>> start AVAILABLE RECORDS
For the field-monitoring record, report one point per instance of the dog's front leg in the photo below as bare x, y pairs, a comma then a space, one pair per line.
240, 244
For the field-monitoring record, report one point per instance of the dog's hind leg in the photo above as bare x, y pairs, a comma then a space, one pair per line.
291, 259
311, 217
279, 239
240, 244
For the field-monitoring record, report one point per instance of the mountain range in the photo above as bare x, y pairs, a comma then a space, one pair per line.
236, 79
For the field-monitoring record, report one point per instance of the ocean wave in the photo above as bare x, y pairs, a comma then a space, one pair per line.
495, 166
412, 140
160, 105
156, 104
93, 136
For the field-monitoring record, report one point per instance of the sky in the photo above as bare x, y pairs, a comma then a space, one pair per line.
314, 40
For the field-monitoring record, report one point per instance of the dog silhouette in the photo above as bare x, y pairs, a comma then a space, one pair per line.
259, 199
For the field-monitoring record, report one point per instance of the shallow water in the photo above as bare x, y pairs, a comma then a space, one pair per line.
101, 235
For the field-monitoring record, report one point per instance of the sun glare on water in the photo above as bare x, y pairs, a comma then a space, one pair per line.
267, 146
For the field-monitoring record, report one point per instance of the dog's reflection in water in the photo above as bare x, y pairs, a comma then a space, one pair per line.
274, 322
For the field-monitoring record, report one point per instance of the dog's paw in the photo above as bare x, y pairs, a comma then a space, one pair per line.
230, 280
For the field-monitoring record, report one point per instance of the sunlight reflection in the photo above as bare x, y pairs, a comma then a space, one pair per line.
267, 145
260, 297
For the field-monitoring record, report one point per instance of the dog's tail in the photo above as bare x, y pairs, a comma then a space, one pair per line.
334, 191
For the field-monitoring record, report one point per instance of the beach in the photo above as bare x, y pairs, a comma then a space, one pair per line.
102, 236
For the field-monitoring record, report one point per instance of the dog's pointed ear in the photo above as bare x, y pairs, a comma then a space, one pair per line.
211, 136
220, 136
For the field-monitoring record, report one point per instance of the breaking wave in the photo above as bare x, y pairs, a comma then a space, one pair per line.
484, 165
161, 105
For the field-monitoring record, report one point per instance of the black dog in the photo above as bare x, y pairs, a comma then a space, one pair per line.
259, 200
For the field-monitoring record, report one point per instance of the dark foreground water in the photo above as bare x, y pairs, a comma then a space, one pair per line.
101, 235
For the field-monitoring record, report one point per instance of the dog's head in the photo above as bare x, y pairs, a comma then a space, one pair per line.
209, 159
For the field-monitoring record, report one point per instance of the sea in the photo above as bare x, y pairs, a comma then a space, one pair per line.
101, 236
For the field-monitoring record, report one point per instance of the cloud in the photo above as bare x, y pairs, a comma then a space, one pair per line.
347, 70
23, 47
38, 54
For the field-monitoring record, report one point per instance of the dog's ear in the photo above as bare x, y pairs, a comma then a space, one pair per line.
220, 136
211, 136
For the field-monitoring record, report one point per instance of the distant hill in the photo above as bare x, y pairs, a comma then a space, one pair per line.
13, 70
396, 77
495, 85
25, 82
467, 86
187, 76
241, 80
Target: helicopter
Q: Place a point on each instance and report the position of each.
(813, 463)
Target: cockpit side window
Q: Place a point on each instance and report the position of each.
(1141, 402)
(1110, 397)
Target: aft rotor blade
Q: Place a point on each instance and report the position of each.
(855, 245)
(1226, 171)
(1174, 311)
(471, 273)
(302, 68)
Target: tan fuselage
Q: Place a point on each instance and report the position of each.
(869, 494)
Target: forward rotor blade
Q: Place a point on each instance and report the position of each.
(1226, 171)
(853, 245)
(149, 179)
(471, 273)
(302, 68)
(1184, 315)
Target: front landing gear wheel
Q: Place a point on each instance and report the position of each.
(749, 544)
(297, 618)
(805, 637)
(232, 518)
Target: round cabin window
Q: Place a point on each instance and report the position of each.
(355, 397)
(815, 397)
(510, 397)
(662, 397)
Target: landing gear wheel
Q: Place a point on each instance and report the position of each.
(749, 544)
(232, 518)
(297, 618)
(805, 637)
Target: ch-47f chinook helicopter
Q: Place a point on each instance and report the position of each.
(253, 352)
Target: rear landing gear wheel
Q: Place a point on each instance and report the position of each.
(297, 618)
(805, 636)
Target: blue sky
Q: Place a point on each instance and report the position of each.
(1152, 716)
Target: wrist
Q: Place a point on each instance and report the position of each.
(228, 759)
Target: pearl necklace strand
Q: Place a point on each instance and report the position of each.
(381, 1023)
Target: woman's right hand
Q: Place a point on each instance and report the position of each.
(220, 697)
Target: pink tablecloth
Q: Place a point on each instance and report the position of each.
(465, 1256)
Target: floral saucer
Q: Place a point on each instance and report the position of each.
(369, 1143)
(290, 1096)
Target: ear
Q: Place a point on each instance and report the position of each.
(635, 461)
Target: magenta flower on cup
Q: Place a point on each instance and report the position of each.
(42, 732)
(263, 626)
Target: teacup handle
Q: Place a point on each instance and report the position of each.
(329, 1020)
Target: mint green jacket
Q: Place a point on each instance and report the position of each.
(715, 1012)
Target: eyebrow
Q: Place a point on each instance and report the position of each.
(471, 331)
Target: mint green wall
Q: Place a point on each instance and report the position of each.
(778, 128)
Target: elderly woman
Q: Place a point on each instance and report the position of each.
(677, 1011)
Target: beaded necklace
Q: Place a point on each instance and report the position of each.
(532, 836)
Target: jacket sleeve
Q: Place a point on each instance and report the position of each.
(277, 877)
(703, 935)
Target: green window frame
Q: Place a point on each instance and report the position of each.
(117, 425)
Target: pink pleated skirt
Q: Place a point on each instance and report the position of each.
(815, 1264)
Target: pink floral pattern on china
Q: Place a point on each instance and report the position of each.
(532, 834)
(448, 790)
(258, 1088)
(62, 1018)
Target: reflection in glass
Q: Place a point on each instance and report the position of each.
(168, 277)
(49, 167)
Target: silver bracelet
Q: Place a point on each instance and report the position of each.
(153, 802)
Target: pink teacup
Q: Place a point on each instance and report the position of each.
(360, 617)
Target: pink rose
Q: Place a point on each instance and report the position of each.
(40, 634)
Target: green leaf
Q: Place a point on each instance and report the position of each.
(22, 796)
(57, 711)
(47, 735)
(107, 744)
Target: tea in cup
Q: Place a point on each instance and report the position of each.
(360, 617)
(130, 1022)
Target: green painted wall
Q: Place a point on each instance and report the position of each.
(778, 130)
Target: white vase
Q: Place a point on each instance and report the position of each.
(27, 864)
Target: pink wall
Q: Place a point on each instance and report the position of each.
>> end AVAILABLE RECORDS
SET EXERCISE
Format the entries above as a Markdown table with two columns, Row and Line. Each line gets its own numbered row, and blank lines are left out.

REPLY TO THE TASK
| Row | Line |
|---|---|
| 1 | For the field-monitoring record, report one point per instance of the dog's front leg in the photo below as bare x, y pairs, a comma then a space, one pair per line. |
| 2 | 240, 244 |
| 3 | For the field-monitoring record, report one point per instance of the dog's hind leg in the photo above as bare x, y pairs, a comma then a space, one pair per line. |
| 4 | 291, 259 |
| 5 | 311, 217 |
| 6 | 279, 239 |
| 7 | 240, 244 |
| 8 | For the field-monitoring record, report one point per instance of the mountain range in the photo above as bare x, y pairs, a comma then a space, one pair per line. |
| 9 | 236, 79 |
| 10 | For the field-monitoring record, report one point per instance of the ocean wave in the photo above as bare x, y pairs, a comma then a space, one pair per line. |
| 11 | 495, 166 |
| 12 | 412, 140 |
| 13 | 160, 105 |
| 14 | 156, 104 |
| 15 | 93, 136 |
| 16 | For the field-monitoring record, report one point per instance of the sky in the photo above as bare x, y pairs, a comma then a space, one pair per line. |
| 17 | 314, 40 |
| 18 | For the field-monitoring record, report one point per instance of the dog silhouette in the photo above as bare x, y pairs, a comma then a space, one pair per line. |
| 19 | 259, 199 |
| 20 | For the field-monitoring record, report one point per instance of the shallow water in the photo above as bare x, y pairs, a comma then a space, one pair per line. |
| 21 | 101, 235 |
| 22 | For the field-monitoring record, report one point per instance of the sun glare on water in the photo above as bare x, y pairs, a comma then a space, one pair per line. |
| 23 | 267, 146 |
| 24 | For the field-monitoring record, report one point per instance of the dog's reflection in water in the photo above as bare x, y pairs, a comma then a space, one pair per line. |
| 25 | 274, 322 |
| 26 | For the field-monitoring record, report one point per instance of the dog's paw in the photo above as bare x, y pairs, a comma then a space, one pair per line. |
| 27 | 230, 280 |
| 28 | For the field-monitoring record, report one point per instance of the sunlight reflection in the photo above as bare x, y pairs, a comma then a space, one pair per line. |
| 29 | 267, 145 |
| 30 | 260, 297 |
| 31 | For the field-monitoring record, report one point per instance of the dog's tail in the photo above as bare x, y pairs, a comma then a space, one pair per line. |
| 32 | 334, 191 |
| 33 | For the field-monitoring record, report one point per instance of the beach in the photo above as bare x, y pairs, a comma then a space, one pair per line. |
| 34 | 102, 236 |
| 35 | For the field-monitoring record, report one point per instance of the dog's pointed ear in the photo above as bare x, y pairs, a comma then a space, one pair per line. |
| 36 | 211, 136 |
| 37 | 220, 136 |
| 38 | For the field-monitoring record, report one point per instance of the breaking wave in the photo above as bare x, y pairs, a comma then a space, one pair per line. |
| 39 | 484, 165 |
| 40 | 161, 105 |
| 41 | For the field-monitoring record, report one point per instance of the black dog in the photo above as bare x, y pairs, a comma then a space, one pair per line. |
| 42 | 259, 200 |
| 43 | For the field-monitoring record, report one point per instance of the dark foreground water in the photo above as bare x, y pairs, a comma then a space, one pair per line. |
| 44 | 101, 235 |
| 45 | For the field-monitoring record, report one point per instance of the dog's head in the photo above as bare x, y pairs, a comma then a space, one pair per line. |
| 46 | 209, 159 |
| 47 | For the field-monitoring record, report one point per instance of the sea in the photo above as bare x, y pairs, a comma then a space, one pair per line. |
| 48 | 101, 236 |
| 49 | For the field-monitoring record, report one point per instance of the cloud in the photo above as bare x, y pairs, a comma then a space, one pair per line. |
| 50 | 347, 70 |
| 51 | 23, 47 |
| 52 | 38, 54 |
| 53 | For the field-monitoring record, report one point per instance of the dog's ear in the photo above as bare x, y pairs, a comma then a space, one pair per line. |
| 54 | 220, 136 |
| 55 | 211, 136 |
| 56 | For the field-monitoring record, report one point per instance of the distant hill in the photo above as bare x, y pairs, a comma then a space, one pair per line. |
| 57 | 13, 70 |
| 58 | 396, 77 |
| 59 | 495, 85 |
| 60 | 25, 82 |
| 61 | 467, 86 |
| 62 | 187, 76 |
| 63 | 241, 80 |
| 64 | Target: helicopter |
| 65 | Q: Place a point on each instance and report the position of each. |
| 66 | (813, 463) |
| 67 | Target: cockpit side window |
| 68 | Q: Place a point on each instance and report the position of each. |
| 69 | (1141, 402) |
| 70 | (1110, 397) |
| 71 | Target: aft rotor blade |
| 72 | Q: Place a point on each instance and report the position of each. |
| 73 | (855, 245) |
| 74 | (1226, 171) |
| 75 | (1174, 311) |
| 76 | (471, 273) |
| 77 | (302, 68) |
| 78 | Target: tan fuselage |
| 79 | Q: Place a point on each instance and report the position of each. |
| 80 | (869, 494) |
| 81 | Target: forward rotor blade |
| 82 | Q: Place a point on each instance and report the position of each. |
| 83 | (1226, 171) |
| 84 | (853, 245) |
| 85 | (149, 179) |
| 86 | (471, 273) |
| 87 | (302, 68) |
| 88 | (1184, 315) |
| 89 | Target: front landing gear wheel |
| 90 | Q: Place a point on each instance and report the position of each. |
| 91 | (749, 544) |
| 92 | (297, 618) |
| 93 | (805, 637) |
| 94 | (232, 518) |
| 95 | Target: round cabin window |
| 96 | Q: Place a point on each instance and report the position of each. |
| 97 | (355, 397) |
| 98 | (815, 397) |
| 99 | (510, 397) |
| 100 | (662, 397) |
| 101 | Target: landing gear wheel |
| 102 | Q: Place a point on each instance and report the position of each. |
| 103 | (749, 544) |
| 104 | (232, 518) |
| 105 | (297, 618) |
| 106 | (805, 637) |
| 107 | Target: ch-47f chinook helicopter |
| 108 | Q: Place a point on each instance and report the position of each. |
| 109 | (253, 352) |
| 110 | Target: rear landing gear wheel |
| 111 | Q: Place a point on each instance and report the position of each. |
| 112 | (297, 618) |
| 113 | (805, 636) |
| 114 | Target: blue sky |
| 115 | Q: Place a point on each instance and report the position of each. |
| 116 | (1152, 716) |
| 117 | Target: wrist |
| 118 | Q: Place a point on each instance and report the position of each. |
| 119 | (228, 759) |
| 120 | Target: pearl necklace strand |
| 121 | Q: Place a point on each instance and report the position of each. |
| 122 | (381, 1023) |
| 123 | Target: woman's right hand |
| 124 | Q: Place a point on each instance and report the position of each. |
| 125 | (220, 697) |
| 126 | Target: pink tablecloth |
| 127 | Q: Place a point on each instance and report the position of each. |
| 128 | (465, 1256) |
| 129 | Target: floral saucer |
| 130 | Q: Place a point on each instance and report the position of each. |
| 131 | (369, 1143) |
| 132 | (290, 1096) |
| 133 | Target: ear |
| 134 | Q: Place a point on each instance and report the position of each. |
| 135 | (635, 461) |
| 136 | Target: magenta flower on cup |
| 137 | Q: Place a point on each instance and report the position of each. |
| 138 | (42, 732) |
| 139 | (263, 626) |
| 140 | Target: teacup handle |
| 141 | Q: Place a point on each instance and report the position of each. |
| 142 | (329, 1020) |
| 143 | Target: mint green jacket |
| 144 | Q: Place a point on each instance and report the position of each. |
| 145 | (715, 1012) |
| 146 | Target: eyebrow |
| 147 | Q: Place a point on each instance and report the position of each. |
| 148 | (471, 331) |
| 149 | Target: mint green wall |
| 150 | Q: Place a point on each instance and report the position of each. |
| 151 | (778, 128) |
| 152 | Target: elderly woman |
| 153 | Q: Place a point on each instance and report the position of each. |
| 154 | (677, 1011) |
| 155 | Target: beaded necklace |
| 156 | Q: Place a point on each instance and report the position of each. |
| 157 | (532, 836) |
| 158 | Target: jacket sleeve |
| 159 | Q: Place a point on each instance and report the position of each. |
| 160 | (277, 877) |
| 161 | (703, 935) |
| 162 | Target: green window frame |
| 163 | Q: Place a point on each instance and report the position of each. |
| 164 | (117, 425) |
| 165 | Target: pink pleated skirt |
| 166 | Q: Place a point on each instance and report the position of each. |
| 167 | (815, 1264) |
| 168 | Target: pink floral pattern on china |
| 169 | Q: Place a point on each instance and report the position of each. |
| 170 | (532, 834) |
| 171 | (448, 790) |
| 172 | (258, 1088) |
| 173 | (62, 1018) |
| 174 | Target: reflection in glass |
| 175 | Q: Place a point on each instance and report the position of each. |
| 176 | (168, 277) |
| 177 | (49, 167) |
| 178 | Target: silver bracelet |
| 179 | Q: Place a point on each instance and report the position of each. |
| 180 | (153, 802) |
| 181 | Target: pink teacup |
| 182 | Q: Place a point on each instance and report the position of each. |
| 183 | (360, 617) |
| 184 | Target: pink rose |
| 185 | Q: Place a point on each instance and report the position of each. |
| 186 | (40, 634) |
| 187 | Target: green leaf |
| 188 | Q: Place a point on each instance and report the position of each. |
| 189 | (22, 796) |
| 190 | (57, 711) |
| 191 | (47, 735) |
| 192 | (107, 744) |
| 193 | Target: tea in cup |
| 194 | Q: Place a point on each instance and report the position of each. |
| 195 | (360, 617) |
| 196 | (130, 1022) |
| 197 | Target: green painted wall |
| 198 | Q: Place a point on each instance and report the position of each. |
| 199 | (778, 130) |
| 200 | Target: white vase |
| 201 | Q: Place a point on each instance and report the position of each. |
| 202 | (27, 864) |
| 203 | Target: pink wall |
| 204 | Q: Place a point on each instance and report the position of each. |